Written exercise
Write out, exactly as they appear, only the lines running from the line with "of the sheep's" to the final line of the listing; include both.

Data to use
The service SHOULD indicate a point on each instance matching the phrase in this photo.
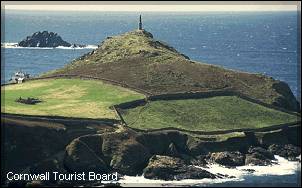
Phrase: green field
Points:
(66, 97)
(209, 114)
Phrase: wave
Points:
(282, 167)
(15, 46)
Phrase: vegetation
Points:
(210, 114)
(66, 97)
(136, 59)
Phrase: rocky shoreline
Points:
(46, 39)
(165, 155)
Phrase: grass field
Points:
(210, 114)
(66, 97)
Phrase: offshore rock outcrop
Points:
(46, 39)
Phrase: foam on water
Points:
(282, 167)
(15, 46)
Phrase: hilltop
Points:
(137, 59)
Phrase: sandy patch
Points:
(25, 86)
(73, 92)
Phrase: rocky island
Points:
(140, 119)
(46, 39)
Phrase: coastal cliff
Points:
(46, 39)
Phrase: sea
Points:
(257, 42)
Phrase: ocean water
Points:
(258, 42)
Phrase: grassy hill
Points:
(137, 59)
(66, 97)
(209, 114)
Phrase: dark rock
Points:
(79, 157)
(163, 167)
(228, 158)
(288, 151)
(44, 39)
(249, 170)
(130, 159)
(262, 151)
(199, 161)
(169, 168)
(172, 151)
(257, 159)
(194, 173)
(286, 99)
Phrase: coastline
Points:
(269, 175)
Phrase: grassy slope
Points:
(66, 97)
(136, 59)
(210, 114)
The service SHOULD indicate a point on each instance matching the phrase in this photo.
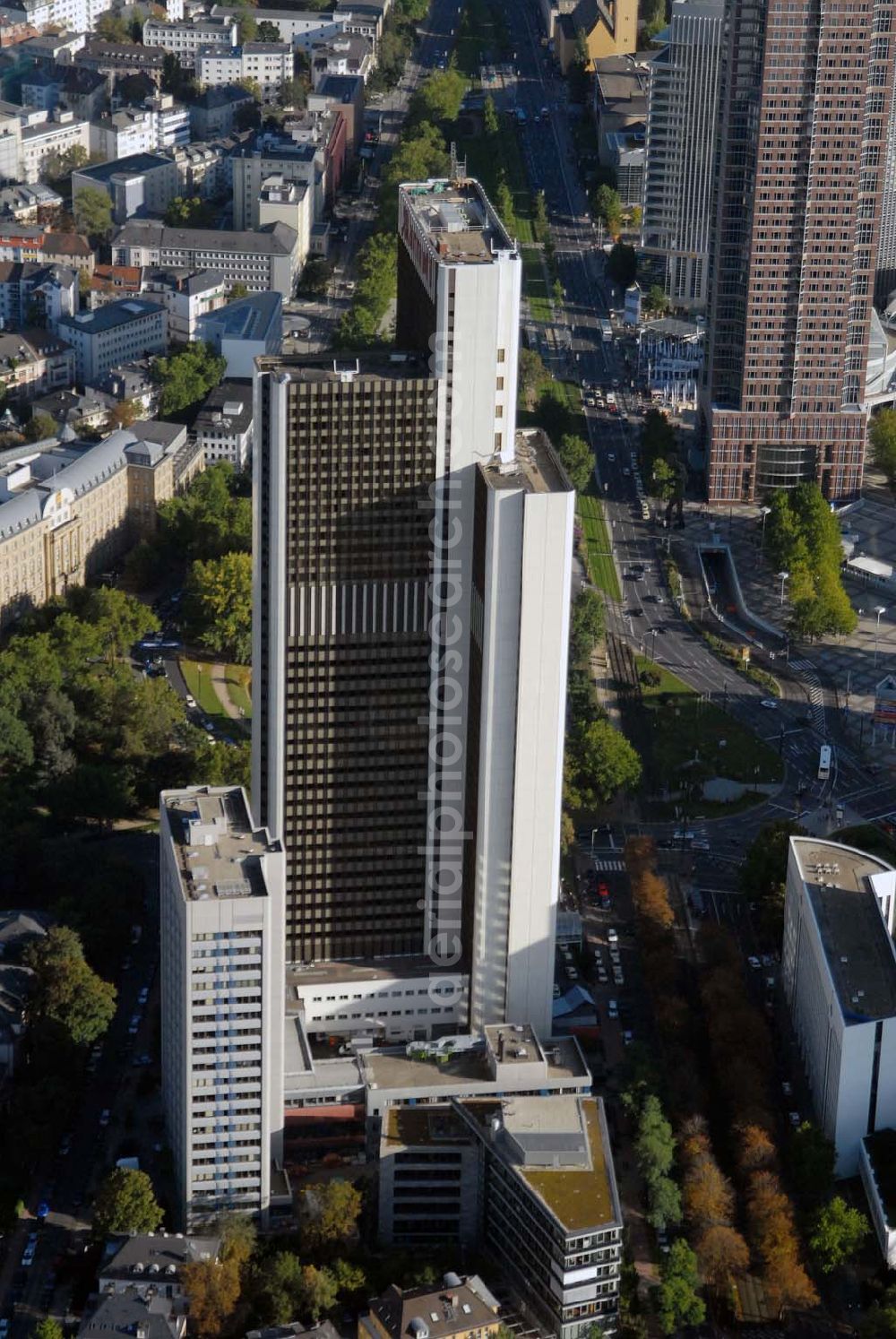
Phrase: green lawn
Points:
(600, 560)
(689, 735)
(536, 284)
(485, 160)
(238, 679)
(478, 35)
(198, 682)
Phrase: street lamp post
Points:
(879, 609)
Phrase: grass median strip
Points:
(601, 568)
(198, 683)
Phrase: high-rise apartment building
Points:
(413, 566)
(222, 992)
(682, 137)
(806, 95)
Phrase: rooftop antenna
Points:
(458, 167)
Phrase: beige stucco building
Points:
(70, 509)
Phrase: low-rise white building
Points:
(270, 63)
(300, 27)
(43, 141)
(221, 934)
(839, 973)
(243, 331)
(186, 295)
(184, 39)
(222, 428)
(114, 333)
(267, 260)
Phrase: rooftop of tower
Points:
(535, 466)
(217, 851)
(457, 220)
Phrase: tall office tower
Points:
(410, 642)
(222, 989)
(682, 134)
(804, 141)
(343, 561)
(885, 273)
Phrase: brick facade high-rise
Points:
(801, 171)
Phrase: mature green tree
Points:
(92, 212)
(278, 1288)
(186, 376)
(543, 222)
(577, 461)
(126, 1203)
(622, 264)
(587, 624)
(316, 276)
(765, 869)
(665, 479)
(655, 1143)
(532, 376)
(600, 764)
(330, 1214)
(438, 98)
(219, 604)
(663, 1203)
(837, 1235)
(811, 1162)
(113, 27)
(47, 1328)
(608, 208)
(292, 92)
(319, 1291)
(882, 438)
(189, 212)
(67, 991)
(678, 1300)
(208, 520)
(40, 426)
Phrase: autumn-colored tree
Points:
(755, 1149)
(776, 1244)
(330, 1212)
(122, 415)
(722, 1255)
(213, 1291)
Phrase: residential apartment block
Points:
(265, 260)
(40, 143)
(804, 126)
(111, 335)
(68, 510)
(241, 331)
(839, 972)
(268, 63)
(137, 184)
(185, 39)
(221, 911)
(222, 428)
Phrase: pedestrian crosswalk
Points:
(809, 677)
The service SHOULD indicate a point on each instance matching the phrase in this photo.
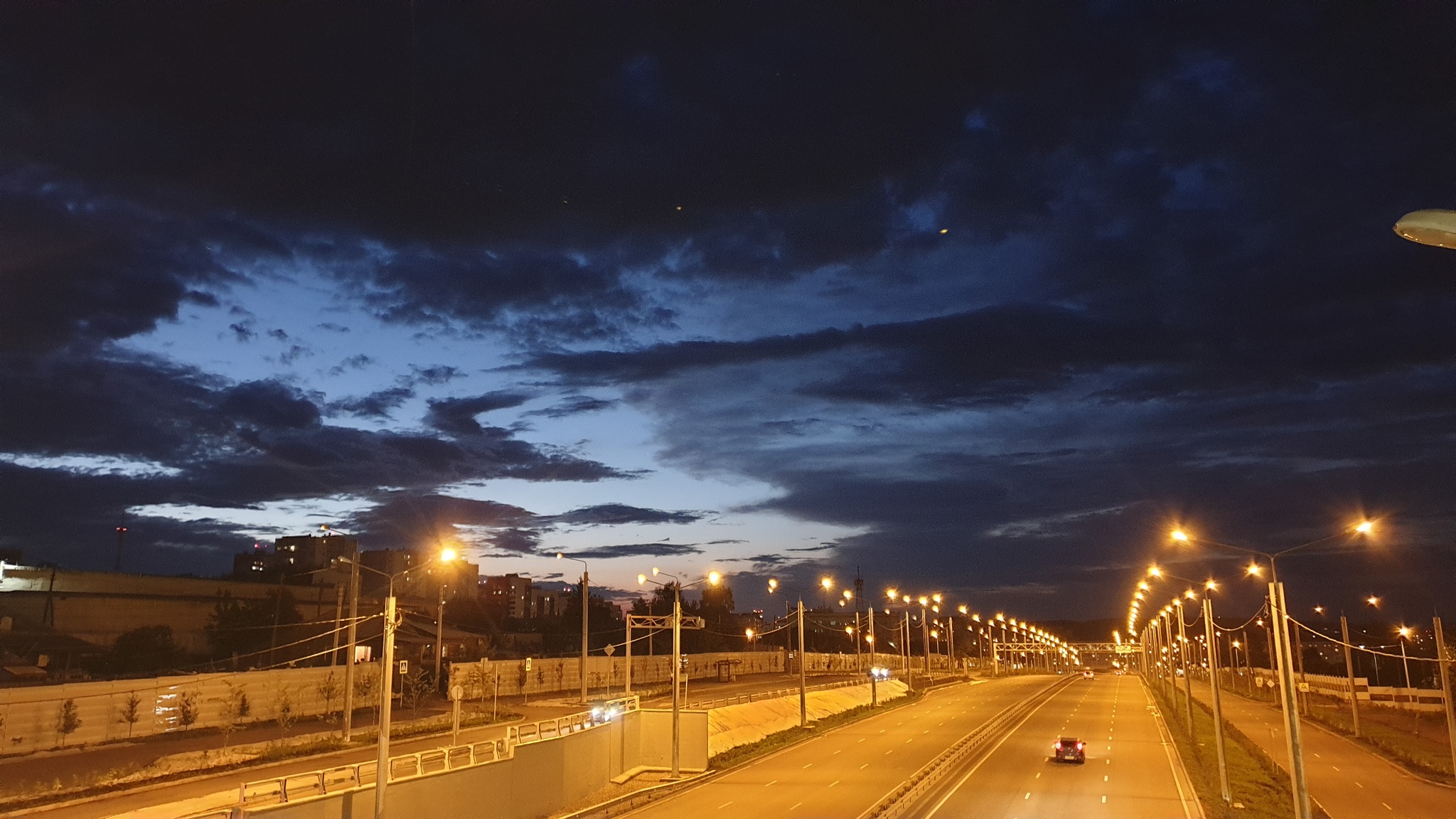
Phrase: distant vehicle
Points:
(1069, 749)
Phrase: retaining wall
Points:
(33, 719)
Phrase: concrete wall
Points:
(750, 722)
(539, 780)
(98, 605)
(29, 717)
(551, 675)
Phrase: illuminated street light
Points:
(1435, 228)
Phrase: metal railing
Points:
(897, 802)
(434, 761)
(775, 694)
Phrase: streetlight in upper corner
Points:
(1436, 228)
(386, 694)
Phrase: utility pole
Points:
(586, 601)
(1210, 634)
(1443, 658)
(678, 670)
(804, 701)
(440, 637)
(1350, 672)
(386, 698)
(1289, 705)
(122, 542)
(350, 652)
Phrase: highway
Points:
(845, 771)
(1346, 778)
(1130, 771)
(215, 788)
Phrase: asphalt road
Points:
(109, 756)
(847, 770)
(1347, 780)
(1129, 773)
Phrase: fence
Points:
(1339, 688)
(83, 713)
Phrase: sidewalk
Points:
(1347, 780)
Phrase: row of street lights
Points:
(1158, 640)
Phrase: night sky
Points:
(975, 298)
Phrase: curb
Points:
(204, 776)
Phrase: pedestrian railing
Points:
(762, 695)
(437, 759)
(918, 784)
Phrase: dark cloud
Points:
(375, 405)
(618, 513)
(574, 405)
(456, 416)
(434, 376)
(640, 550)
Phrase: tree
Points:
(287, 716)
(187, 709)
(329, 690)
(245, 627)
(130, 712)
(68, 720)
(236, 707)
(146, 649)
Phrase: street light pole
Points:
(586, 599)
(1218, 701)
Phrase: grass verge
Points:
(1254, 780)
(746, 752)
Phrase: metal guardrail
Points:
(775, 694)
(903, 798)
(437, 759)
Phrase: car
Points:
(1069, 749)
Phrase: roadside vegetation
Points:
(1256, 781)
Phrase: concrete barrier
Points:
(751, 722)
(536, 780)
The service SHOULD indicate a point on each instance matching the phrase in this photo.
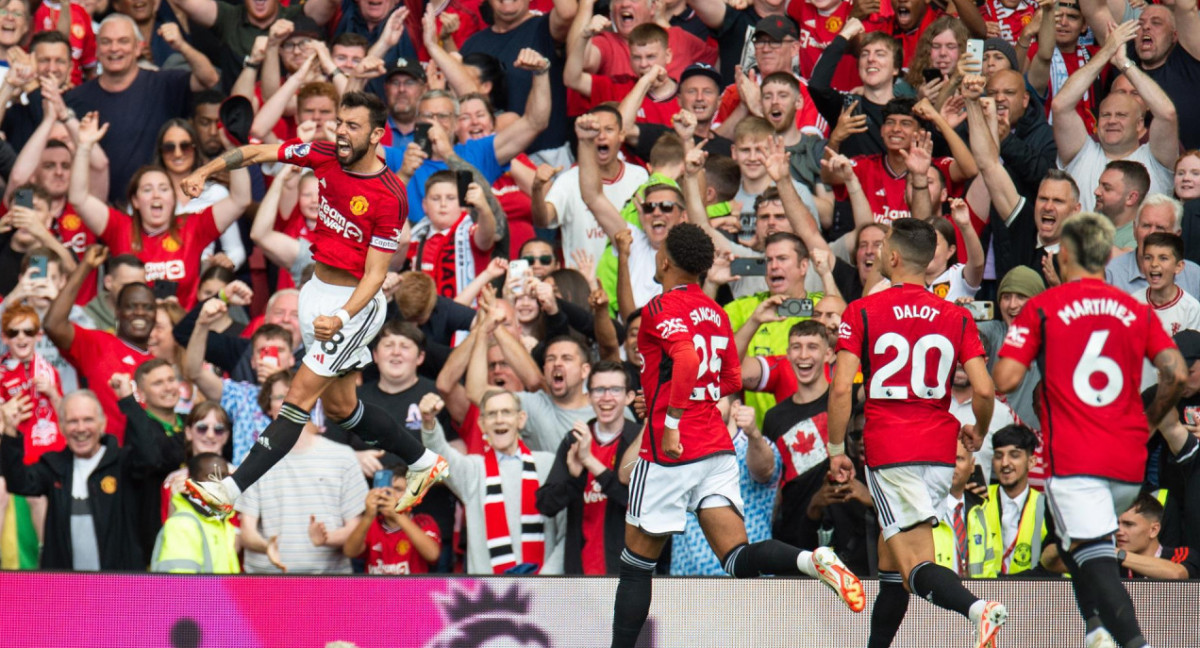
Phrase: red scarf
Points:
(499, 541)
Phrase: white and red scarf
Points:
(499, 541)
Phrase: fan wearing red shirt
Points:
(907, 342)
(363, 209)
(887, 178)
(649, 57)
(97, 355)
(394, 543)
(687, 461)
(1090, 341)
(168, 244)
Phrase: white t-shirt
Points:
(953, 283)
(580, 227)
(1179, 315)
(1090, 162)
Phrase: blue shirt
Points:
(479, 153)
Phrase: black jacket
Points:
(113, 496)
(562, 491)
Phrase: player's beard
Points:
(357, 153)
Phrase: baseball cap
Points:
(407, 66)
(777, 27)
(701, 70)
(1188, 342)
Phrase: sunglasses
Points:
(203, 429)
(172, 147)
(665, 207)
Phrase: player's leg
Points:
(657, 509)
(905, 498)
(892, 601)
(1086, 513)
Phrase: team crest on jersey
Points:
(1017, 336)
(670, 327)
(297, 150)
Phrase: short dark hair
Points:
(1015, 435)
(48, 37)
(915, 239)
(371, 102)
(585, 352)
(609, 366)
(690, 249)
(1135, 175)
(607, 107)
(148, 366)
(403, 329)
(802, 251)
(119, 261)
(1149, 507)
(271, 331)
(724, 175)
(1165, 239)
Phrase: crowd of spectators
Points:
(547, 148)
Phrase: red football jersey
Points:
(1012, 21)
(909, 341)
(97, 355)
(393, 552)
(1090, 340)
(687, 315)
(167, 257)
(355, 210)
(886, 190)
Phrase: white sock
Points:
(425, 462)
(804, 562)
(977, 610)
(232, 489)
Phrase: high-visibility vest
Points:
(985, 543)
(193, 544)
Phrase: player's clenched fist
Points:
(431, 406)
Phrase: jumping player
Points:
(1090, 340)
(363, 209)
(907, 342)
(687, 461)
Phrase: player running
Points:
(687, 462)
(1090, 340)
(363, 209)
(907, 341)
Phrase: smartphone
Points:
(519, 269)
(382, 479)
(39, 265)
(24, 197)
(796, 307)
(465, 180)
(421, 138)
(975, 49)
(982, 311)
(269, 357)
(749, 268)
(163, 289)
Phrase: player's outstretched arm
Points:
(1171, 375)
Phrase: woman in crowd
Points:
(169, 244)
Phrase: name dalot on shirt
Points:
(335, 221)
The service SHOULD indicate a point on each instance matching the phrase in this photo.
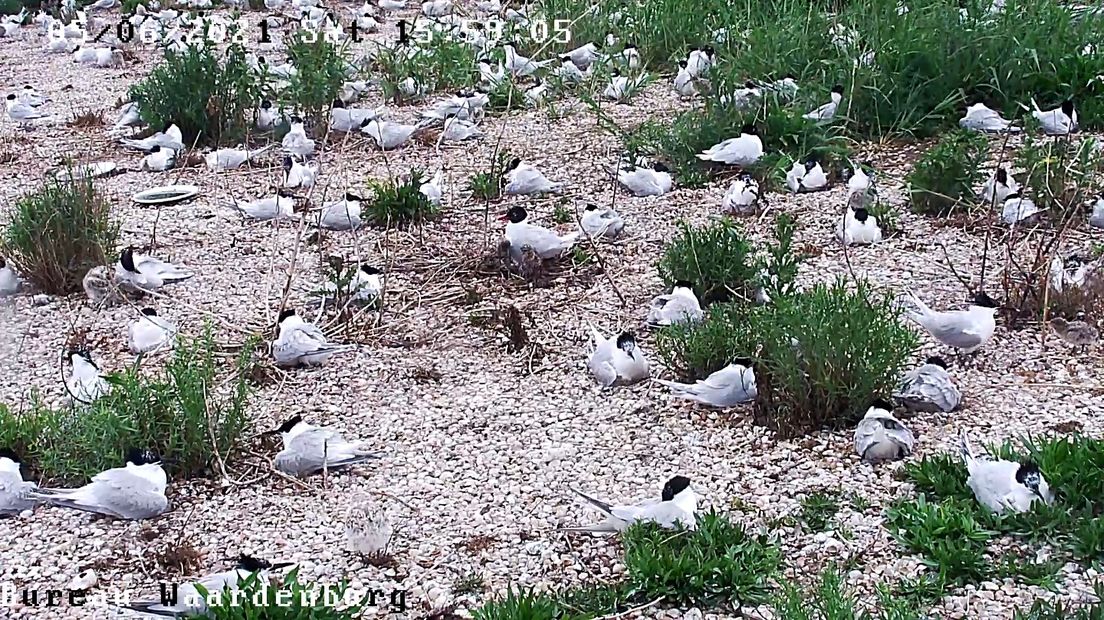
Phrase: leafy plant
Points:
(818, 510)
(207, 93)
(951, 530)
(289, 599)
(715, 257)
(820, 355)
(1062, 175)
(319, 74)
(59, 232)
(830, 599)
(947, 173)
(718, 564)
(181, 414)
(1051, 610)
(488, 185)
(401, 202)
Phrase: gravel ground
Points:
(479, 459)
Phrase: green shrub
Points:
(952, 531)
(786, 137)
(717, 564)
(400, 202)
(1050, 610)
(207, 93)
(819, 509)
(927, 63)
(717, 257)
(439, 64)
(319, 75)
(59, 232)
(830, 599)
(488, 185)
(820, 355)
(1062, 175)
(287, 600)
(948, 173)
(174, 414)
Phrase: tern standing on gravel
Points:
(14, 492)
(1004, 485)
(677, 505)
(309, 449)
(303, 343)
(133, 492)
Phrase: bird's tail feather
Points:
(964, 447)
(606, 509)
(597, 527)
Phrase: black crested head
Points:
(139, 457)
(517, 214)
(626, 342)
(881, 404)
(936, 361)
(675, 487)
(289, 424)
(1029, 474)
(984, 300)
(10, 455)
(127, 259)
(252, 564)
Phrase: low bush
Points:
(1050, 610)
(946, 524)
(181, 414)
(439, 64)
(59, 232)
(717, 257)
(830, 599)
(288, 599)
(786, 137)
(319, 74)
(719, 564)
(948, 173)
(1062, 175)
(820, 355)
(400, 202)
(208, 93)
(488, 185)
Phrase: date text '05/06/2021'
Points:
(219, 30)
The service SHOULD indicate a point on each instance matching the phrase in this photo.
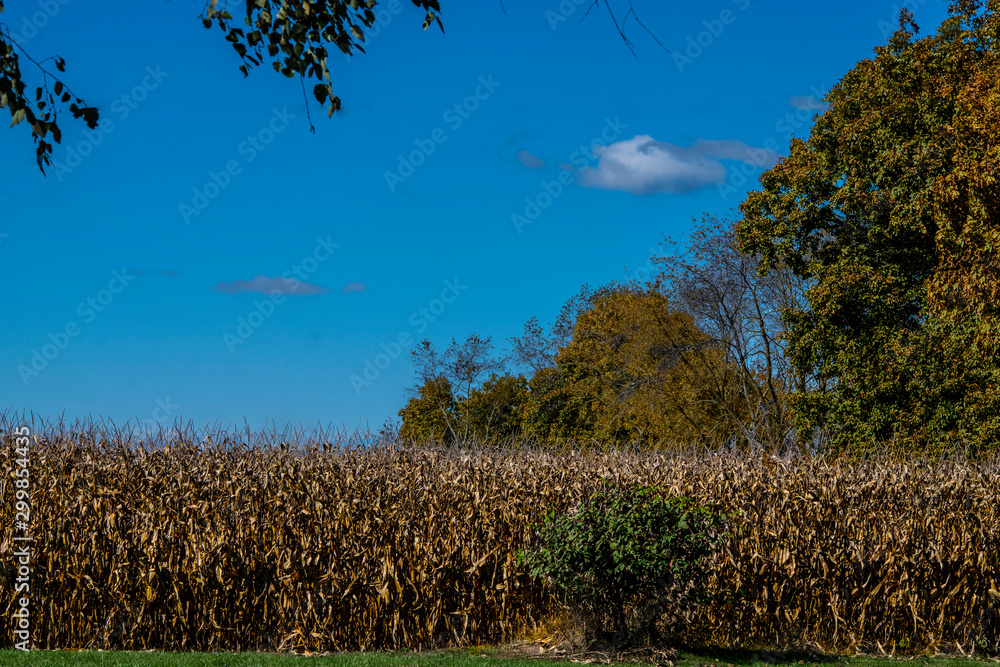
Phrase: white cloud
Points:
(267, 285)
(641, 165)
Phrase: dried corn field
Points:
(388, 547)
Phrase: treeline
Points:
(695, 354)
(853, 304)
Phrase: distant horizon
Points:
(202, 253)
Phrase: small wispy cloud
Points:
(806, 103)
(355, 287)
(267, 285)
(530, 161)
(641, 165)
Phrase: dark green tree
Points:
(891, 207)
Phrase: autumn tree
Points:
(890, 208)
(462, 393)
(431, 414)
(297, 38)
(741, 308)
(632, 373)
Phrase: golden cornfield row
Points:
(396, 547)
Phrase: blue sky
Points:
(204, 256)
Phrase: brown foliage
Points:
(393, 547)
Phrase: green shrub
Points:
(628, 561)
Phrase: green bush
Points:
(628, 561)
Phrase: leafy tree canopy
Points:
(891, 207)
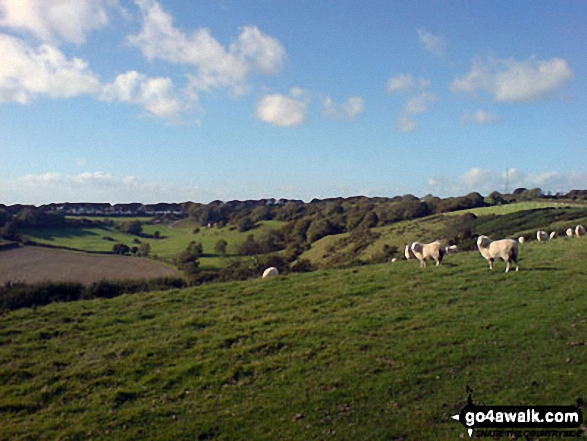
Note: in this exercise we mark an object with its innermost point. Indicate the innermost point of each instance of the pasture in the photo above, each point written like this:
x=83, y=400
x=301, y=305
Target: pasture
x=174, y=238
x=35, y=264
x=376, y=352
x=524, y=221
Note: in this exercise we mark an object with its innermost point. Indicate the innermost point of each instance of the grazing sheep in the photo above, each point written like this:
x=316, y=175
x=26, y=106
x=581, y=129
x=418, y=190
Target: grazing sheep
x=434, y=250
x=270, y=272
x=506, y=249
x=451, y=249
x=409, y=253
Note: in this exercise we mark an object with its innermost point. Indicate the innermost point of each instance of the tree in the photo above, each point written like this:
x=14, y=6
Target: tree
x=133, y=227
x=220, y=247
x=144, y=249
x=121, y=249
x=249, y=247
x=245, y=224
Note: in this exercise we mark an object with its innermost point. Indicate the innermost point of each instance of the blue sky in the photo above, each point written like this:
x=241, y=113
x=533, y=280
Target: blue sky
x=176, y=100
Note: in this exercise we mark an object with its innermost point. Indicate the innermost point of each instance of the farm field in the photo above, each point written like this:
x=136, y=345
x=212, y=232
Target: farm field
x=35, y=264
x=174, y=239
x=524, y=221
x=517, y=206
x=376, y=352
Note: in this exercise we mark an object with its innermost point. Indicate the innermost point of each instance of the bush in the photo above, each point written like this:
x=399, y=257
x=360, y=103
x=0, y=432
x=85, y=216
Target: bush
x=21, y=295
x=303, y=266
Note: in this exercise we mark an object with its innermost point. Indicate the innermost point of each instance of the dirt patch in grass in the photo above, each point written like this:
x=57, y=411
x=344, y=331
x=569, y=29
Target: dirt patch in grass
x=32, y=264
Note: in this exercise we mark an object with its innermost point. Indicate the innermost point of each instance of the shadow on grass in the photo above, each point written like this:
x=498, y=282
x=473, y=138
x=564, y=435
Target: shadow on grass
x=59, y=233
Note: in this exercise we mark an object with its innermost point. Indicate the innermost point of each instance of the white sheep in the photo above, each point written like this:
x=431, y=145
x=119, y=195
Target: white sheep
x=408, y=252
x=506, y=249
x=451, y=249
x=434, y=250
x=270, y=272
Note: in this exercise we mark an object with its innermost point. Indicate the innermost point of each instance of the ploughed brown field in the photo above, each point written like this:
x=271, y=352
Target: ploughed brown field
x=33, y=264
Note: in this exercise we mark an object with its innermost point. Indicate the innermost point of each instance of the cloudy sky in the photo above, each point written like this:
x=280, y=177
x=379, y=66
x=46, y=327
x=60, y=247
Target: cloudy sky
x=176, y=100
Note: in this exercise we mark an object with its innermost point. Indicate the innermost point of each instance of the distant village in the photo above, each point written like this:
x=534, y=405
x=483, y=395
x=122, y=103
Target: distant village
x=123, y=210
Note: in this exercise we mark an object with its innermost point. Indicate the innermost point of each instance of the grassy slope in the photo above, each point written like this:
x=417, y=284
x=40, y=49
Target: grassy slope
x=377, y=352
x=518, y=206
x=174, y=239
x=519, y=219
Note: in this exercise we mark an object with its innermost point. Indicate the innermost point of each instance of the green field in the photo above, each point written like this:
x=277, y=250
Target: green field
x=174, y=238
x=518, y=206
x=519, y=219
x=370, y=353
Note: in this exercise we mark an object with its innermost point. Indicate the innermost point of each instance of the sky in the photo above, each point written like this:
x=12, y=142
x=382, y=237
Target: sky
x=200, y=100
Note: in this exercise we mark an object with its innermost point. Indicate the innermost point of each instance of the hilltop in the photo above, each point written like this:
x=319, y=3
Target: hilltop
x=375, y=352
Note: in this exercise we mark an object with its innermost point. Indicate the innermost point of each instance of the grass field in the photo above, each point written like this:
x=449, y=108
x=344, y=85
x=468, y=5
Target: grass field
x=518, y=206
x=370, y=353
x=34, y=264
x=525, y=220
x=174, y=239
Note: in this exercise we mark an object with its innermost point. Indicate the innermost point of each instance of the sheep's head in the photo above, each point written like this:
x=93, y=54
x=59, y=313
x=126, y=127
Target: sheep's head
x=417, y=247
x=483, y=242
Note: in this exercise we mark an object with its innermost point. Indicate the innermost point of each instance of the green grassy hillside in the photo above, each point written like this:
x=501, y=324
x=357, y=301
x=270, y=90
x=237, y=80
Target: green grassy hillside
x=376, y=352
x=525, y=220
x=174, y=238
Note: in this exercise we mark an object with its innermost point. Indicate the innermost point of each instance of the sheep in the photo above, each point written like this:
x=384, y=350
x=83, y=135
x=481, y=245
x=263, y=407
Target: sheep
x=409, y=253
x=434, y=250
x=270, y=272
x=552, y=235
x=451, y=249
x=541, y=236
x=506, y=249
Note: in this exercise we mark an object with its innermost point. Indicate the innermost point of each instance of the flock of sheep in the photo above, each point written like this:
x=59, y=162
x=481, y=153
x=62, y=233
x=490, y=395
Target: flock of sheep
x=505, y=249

Reply
Note: in this exercise we mark an object with its innermost point. Indicate the innermost point of each instance of the sheep's head in the photo above, each point written like this:
x=93, y=54
x=59, y=313
x=126, y=127
Target: sheep's head
x=417, y=247
x=483, y=242
Note: in this exercise we mark an object with its innermost point. Indicate the innermost point of each instance of the green grassy hillside in the photo above, each point written like this:
x=501, y=324
x=357, y=301
x=270, y=90
x=237, y=80
Target: green grassy hillside
x=376, y=352
x=525, y=220
x=174, y=238
Note: in this exercise we mark an object with its innermost point. Indicate the innermost point of each instance of the sheep in the photo above, each point written like this:
x=384, y=350
x=83, y=135
x=481, y=245
x=263, y=407
Target: sheep
x=409, y=253
x=434, y=250
x=270, y=272
x=552, y=235
x=451, y=249
x=541, y=236
x=506, y=249
Note: in this exercise we mark an object with its innermost point. Indicate the innermost point of each instance of the flock of sheep in the photo above, each point written like this:
x=59, y=162
x=481, y=153
x=62, y=233
x=490, y=395
Target: flock of sheep
x=505, y=249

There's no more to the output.